### [Sección de texto]
::::::

Por eso mismo, el Partido de los Trabajadores siempre fue un partido creativo, capaz de generar respuestas innovadoras ante los desafíos tácticos resultantes de distintos escenarios políticos.

 

Esa vinculación profunda y orgánica con sindicatos y movimientos sociales convertía al PT en un rara avis, en el escenario político y partidario brasileño. Representaba un modo diferente de hacer política, muy distante de la práctica a veces «fisiológica» de los grandes partidos brasileños. A lo largo de su trayectoria, el PT combinó la acción institucional con las luchas sociales en las fábricas y en las calles.

 

Sin embargo, esa diferenciación del PT, que estaba más vinculada al modo distinto de hacer política que a posicionamientos ideológicos, hizo al partido resistente al establecimiento de alianzas con otros agrupamientos partidarios importantes. Tal resistencia, aunque fuese justificada, limitaba bastante, de antemano, la capacidad del partido de triunfar en las elecciones o de, llegando eventualmente al poder, tener la capacidad de gobernar.

::::::

### [Conjunto de tareas]
- 1) Según el texto sobre el Partido de los Trabajadores, ¿qué combinó el PT a lo largo de su trayectoria?
- 2) Copia al pie de la letra el fragmento del texto sobre el Partido de los Trabajadores que va entre "Por eso mismo, el" y "en las calles.", ambos incluidos.

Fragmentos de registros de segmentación
::::::

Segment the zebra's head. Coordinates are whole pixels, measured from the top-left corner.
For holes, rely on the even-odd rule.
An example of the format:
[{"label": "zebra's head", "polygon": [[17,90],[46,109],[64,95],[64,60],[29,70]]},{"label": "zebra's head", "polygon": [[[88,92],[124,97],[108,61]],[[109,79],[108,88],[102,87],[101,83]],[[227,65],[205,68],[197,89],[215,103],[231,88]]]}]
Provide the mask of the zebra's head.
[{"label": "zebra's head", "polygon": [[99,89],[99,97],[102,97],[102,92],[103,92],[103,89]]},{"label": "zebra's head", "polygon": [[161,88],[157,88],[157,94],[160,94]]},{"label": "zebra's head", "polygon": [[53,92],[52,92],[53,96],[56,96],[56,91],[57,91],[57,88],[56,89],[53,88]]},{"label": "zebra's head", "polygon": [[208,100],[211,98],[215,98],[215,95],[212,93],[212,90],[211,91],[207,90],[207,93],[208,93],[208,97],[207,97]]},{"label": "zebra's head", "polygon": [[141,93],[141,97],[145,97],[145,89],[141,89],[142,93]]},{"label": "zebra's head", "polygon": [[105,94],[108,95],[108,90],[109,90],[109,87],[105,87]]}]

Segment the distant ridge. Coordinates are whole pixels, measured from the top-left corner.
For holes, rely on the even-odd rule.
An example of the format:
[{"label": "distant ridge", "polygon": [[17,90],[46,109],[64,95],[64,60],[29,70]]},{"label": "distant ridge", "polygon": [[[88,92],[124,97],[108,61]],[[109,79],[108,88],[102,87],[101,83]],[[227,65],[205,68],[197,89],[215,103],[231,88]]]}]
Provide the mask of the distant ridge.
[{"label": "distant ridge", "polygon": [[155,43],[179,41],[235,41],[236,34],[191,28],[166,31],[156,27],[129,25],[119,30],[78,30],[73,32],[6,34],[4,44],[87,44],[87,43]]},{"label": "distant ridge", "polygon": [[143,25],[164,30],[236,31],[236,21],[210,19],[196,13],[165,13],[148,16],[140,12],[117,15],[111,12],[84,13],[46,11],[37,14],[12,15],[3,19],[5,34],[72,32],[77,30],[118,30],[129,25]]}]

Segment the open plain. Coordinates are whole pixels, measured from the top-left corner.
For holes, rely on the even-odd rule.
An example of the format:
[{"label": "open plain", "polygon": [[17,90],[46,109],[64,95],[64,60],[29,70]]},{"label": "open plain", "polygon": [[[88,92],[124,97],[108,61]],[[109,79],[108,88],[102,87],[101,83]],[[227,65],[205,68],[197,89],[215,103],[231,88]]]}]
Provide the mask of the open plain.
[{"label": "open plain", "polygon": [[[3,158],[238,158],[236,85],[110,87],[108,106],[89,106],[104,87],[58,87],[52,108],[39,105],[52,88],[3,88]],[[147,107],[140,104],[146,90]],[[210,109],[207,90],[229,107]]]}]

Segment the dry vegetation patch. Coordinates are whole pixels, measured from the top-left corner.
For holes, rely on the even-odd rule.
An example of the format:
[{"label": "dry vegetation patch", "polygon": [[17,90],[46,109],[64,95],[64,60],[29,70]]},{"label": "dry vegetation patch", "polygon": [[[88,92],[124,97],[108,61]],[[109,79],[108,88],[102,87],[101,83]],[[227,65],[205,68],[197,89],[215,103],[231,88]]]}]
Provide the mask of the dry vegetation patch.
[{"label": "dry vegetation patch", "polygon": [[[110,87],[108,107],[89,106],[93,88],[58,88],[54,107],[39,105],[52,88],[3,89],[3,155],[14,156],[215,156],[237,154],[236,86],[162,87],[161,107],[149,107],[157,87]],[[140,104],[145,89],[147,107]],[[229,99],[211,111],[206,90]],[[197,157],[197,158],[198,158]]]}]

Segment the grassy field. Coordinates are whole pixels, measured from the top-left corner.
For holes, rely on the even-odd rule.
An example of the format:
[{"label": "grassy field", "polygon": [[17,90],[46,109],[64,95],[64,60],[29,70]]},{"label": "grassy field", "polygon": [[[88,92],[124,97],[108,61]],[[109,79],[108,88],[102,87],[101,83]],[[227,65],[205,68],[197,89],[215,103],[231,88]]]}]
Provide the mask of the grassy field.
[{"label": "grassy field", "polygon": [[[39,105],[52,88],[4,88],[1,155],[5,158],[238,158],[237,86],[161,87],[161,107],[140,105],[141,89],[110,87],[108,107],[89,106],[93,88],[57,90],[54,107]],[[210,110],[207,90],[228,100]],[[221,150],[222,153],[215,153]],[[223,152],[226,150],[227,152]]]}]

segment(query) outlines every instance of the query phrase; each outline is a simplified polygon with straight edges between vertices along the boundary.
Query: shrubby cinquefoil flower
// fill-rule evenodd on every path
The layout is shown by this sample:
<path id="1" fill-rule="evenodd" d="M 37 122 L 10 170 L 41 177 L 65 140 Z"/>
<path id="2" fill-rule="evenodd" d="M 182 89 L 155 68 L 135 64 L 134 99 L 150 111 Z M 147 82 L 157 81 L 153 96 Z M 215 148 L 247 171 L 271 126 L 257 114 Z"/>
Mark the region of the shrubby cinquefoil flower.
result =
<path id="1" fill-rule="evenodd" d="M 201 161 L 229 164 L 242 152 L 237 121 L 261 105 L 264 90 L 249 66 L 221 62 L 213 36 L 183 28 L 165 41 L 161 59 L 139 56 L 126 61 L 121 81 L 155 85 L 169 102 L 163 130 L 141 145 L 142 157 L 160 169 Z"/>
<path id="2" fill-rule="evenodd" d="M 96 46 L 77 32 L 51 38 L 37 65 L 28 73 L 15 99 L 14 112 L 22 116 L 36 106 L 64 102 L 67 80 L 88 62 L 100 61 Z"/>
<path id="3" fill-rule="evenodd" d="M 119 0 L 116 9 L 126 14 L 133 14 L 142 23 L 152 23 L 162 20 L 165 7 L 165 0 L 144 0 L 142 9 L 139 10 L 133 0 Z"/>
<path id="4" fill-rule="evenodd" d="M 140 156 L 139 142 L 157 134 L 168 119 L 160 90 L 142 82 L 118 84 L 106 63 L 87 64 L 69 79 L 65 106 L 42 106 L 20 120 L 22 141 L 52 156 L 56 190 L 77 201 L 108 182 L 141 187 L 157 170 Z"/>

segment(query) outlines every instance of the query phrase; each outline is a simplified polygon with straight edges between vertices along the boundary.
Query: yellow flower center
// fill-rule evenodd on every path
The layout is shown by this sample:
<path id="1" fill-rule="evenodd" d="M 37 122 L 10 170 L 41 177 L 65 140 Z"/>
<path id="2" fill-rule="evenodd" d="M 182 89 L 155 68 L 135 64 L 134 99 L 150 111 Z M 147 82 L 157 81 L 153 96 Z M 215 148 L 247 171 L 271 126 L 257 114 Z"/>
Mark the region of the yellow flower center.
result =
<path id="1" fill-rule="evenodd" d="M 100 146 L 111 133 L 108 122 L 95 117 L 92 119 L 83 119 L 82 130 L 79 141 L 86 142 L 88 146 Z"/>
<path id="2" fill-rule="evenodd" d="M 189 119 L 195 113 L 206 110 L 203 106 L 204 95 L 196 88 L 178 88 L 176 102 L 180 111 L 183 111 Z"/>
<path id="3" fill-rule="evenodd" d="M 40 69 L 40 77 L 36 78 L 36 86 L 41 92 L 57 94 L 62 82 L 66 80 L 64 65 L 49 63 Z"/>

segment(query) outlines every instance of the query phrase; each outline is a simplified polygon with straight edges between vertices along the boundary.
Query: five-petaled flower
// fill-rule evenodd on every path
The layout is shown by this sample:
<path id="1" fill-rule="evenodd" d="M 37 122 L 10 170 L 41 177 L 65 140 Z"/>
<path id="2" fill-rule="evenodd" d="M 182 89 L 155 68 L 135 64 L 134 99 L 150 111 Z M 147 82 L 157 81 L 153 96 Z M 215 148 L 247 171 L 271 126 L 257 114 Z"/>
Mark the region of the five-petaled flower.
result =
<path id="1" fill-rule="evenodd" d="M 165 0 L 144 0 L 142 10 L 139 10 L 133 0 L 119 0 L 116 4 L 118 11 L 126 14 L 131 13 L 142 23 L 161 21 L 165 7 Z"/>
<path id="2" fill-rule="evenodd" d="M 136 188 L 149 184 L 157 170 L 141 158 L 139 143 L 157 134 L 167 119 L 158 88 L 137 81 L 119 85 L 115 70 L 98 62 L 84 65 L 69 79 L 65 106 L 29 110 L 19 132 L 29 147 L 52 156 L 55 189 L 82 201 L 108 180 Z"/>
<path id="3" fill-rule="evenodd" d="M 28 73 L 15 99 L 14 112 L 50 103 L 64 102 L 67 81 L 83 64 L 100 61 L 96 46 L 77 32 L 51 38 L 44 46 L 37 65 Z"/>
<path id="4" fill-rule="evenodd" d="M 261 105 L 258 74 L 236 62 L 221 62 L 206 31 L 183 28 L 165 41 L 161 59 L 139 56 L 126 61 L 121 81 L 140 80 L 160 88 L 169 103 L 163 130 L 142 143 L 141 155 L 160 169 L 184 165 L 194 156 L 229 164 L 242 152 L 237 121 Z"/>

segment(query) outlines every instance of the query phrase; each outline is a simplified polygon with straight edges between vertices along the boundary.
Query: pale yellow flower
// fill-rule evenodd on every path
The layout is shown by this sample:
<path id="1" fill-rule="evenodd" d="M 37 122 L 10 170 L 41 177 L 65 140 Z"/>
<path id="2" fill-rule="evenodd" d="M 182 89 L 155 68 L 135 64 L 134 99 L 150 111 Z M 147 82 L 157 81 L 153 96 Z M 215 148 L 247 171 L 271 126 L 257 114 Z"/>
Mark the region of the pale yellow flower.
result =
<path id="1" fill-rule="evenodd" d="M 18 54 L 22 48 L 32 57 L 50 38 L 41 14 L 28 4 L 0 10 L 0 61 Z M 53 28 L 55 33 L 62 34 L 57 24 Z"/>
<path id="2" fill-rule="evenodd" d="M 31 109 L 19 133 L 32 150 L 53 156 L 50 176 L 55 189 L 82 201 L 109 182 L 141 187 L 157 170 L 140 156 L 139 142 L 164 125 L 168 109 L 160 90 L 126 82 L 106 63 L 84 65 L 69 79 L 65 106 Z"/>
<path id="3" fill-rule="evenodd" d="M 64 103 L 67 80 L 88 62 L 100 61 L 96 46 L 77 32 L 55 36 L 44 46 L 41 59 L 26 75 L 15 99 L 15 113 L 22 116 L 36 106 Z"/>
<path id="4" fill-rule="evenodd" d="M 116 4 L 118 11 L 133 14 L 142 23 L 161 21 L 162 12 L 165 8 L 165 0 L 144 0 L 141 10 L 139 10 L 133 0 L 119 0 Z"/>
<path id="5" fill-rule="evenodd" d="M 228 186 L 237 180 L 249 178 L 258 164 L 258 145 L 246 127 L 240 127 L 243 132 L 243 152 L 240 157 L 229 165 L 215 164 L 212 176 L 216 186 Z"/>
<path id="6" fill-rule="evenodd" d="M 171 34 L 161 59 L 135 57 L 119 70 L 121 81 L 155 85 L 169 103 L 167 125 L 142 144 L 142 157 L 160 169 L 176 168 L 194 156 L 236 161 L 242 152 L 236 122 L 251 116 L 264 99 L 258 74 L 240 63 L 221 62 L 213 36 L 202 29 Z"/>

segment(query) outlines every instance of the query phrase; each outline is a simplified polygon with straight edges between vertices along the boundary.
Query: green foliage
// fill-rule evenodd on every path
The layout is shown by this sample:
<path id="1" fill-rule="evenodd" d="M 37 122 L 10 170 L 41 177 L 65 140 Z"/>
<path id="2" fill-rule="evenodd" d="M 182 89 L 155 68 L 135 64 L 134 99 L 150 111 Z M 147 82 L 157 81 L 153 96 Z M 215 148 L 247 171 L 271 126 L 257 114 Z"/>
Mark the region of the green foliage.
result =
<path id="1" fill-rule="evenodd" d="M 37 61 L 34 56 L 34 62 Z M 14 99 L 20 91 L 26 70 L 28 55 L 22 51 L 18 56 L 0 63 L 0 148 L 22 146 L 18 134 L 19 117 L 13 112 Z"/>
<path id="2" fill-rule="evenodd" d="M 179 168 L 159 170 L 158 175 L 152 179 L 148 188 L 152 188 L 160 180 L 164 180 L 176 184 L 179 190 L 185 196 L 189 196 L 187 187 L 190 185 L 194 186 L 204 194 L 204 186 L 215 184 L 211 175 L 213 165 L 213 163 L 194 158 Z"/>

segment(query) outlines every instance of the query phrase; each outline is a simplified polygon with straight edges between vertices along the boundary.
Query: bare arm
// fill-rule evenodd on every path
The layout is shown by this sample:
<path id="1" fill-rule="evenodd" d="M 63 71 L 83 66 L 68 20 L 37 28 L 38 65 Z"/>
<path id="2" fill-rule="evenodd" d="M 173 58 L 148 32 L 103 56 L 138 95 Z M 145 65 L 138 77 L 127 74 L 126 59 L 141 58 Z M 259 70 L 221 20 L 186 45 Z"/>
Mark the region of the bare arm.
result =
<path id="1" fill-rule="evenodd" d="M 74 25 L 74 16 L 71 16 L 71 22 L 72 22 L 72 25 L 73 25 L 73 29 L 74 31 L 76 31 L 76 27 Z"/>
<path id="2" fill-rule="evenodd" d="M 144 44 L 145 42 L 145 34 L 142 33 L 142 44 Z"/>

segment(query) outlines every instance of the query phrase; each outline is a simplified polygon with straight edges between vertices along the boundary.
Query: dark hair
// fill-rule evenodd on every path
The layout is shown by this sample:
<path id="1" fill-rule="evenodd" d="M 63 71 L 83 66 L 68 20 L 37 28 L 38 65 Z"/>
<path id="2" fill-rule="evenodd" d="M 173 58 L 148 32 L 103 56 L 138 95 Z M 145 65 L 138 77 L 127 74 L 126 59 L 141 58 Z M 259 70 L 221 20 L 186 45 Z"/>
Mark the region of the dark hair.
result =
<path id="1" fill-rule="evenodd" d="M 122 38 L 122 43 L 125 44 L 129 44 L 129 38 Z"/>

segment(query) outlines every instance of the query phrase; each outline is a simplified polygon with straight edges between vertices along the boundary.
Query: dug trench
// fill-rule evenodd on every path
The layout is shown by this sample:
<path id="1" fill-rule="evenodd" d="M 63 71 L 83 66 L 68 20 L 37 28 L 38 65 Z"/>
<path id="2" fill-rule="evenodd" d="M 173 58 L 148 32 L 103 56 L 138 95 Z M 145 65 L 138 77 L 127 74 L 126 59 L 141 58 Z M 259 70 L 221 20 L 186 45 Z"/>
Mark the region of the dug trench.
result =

::::::

### [Soluciones]
- 1) La acción institucional con las luchas sociales en las fábricas y en las calles.

- 2)
Por eso mismo, el Partido de los Trabajadores siempre fue un partido creativo, capaz de generar respuestas innovadoras ante los desafíos tácticos resultantes de distintos escenarios políticos.

 

Esa vinculación profunda y orgánica con sindicatos y movimientos sociales convertía al PT en un rara avis, en el escenario político y partidario brasileño. Representaba un modo diferente de hacer política, muy distante de la práctica a veces «fisiológica» de los grandes partidos brasileños. A lo largo de su trayectoria, el PT combinó la acción institucional con las luchas sociales en las fábricas y en las calles.